This is how Nigeria works…

You get a call from a Big Man who has a soft heart, or has been told remarkable things about you. You honour the invitation and there is a job offer. For you. No competition. No stated qualification. No test. “I just like you!” You hear. Just that!

In the past few months, three of such privileges came my way. And because I have a pending contract, I recommended ‘deserving’ friends – my own contribution to the corruption. God forgive me. None was considered. One response was classic: “Gimba, if I need just anybody I would’ve advertised this vacancy in a national daily!”

And this is the reason I get hurt anytime I read Nigerian public servants boasting about their exceptionalities, and what made them the best of a pack, in their memoirs and authorised biographies. Nigeria is a base of incredibly educated and talented people, and whoever makes it to the top should, at least for sanity’s sake, not romanticise such privilege or consider it as a proof that s/he’s the best. We have all benefited from the corruption of this dysfunctional country in ways we may never wish to admit in public.
----------------
■ **Problem**:
In the text about how Nigeria works, how many such job offers came the writer's way in the past few months? Answer using only what this text says.
----------------
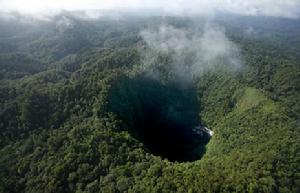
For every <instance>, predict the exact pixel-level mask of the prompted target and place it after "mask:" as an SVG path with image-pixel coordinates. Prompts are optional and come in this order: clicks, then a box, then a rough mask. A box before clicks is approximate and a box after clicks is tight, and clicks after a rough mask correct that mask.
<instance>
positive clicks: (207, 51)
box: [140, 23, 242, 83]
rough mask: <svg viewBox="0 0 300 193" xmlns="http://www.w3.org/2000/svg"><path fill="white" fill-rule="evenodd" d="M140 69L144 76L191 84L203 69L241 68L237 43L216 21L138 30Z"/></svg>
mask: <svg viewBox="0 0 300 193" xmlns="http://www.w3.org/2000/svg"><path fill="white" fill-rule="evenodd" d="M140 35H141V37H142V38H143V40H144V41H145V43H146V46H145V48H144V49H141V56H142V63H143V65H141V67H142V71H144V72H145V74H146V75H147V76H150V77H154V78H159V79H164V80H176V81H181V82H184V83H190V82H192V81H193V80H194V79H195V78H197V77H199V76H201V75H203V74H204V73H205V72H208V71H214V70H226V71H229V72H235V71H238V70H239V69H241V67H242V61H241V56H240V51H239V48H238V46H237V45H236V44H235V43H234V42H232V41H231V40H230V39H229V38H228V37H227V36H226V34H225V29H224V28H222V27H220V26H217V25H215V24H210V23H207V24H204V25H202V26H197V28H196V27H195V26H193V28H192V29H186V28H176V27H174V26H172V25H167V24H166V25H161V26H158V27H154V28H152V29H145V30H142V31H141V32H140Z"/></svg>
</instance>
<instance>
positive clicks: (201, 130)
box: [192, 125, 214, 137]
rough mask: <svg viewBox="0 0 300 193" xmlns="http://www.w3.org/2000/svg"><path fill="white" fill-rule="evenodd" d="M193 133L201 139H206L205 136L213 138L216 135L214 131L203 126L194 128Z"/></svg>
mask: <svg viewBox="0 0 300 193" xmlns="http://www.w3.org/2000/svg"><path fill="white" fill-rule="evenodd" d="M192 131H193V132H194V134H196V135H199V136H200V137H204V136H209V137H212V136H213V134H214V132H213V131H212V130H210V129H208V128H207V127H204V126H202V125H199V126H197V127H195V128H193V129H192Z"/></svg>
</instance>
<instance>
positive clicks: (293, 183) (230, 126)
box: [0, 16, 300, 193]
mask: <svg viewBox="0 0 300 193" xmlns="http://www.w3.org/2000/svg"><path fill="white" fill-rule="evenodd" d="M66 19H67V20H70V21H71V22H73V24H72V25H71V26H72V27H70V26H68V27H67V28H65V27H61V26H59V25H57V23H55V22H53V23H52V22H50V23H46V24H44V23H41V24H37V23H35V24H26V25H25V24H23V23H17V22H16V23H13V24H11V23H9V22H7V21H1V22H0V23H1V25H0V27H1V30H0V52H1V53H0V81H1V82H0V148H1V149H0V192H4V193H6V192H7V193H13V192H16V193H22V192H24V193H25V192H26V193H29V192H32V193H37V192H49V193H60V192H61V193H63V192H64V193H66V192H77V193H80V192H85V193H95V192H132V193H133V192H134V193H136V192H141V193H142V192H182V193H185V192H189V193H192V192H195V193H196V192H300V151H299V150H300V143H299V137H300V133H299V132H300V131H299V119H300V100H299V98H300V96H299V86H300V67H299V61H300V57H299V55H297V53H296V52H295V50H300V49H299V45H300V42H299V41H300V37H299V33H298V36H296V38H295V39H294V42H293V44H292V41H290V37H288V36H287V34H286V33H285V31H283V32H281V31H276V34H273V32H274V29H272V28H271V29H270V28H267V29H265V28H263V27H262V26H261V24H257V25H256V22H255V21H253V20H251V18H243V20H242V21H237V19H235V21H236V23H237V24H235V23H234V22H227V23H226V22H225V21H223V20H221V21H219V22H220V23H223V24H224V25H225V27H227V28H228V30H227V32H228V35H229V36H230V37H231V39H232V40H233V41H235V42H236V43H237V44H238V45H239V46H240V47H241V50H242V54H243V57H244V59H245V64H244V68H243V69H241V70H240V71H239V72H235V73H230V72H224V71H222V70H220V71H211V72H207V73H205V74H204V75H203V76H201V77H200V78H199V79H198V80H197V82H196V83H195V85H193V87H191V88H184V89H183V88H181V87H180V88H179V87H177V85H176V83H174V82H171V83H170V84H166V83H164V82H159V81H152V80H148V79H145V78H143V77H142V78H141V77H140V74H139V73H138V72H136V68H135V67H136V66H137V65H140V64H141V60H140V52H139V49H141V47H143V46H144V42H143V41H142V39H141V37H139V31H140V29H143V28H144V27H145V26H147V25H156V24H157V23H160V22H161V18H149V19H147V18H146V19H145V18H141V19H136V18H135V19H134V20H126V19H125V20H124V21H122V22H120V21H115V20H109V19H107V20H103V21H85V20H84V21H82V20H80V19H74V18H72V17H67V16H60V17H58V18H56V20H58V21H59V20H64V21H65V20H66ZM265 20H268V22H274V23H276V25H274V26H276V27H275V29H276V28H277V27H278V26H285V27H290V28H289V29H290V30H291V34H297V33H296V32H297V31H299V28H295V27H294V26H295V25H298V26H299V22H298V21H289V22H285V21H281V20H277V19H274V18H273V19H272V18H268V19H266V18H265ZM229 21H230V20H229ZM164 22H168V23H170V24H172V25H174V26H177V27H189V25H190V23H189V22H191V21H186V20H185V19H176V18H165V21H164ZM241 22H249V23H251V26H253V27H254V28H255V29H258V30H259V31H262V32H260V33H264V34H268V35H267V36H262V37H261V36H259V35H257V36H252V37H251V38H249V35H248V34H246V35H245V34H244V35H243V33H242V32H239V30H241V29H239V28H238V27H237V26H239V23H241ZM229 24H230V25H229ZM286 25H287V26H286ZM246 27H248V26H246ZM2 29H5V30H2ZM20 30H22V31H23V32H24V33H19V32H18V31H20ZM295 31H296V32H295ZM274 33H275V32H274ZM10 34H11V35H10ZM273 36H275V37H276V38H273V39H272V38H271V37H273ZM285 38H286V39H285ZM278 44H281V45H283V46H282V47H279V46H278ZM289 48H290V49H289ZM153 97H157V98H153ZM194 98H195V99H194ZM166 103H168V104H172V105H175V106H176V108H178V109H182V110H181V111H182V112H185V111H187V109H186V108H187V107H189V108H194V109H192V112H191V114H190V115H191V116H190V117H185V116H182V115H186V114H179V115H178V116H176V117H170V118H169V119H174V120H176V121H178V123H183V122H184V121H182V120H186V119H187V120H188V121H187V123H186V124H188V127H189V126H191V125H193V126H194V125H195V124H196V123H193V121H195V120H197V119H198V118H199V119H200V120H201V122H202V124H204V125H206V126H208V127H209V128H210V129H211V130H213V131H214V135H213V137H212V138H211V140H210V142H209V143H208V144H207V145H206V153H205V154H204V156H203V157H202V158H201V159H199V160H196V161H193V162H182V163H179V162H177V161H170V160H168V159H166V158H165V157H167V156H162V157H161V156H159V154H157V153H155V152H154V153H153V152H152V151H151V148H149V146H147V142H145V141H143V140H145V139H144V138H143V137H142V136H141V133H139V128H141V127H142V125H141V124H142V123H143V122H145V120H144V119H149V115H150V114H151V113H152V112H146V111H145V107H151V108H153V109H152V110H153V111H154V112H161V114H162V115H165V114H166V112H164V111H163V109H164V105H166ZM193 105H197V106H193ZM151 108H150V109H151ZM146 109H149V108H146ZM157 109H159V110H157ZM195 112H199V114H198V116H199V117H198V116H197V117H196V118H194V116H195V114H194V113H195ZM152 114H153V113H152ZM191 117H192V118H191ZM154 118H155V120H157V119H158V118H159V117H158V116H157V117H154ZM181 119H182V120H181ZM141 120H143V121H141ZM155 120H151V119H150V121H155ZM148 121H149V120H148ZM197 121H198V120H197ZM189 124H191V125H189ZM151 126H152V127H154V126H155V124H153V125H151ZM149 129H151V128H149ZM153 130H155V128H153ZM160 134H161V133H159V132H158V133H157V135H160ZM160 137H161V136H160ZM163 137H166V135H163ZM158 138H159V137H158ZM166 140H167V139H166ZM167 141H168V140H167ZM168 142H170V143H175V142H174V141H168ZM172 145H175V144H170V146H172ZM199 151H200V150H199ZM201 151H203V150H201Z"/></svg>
----------------
■ **Written response**:
Three.